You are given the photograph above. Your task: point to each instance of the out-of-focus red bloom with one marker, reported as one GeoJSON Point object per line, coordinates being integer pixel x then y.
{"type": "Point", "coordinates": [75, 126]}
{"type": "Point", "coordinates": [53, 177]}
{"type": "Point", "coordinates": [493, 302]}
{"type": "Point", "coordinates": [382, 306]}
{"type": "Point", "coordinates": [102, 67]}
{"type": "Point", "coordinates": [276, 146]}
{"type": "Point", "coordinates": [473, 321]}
━━━━━━━━━━━━━━━━━━━━━━━━━━━━━━
## [Required work]
Reproduce the data above line for line, with no changes.

## [The reply]
You are given the photograph above. Your task: point to each instance of the out-of-focus red bloom with one marker, reported as one GeoJSON Point object per line, coordinates being integer pixel x then y.
{"type": "Point", "coordinates": [75, 126]}
{"type": "Point", "coordinates": [53, 177]}
{"type": "Point", "coordinates": [493, 302]}
{"type": "Point", "coordinates": [382, 306]}
{"type": "Point", "coordinates": [102, 67]}
{"type": "Point", "coordinates": [276, 146]}
{"type": "Point", "coordinates": [473, 321]}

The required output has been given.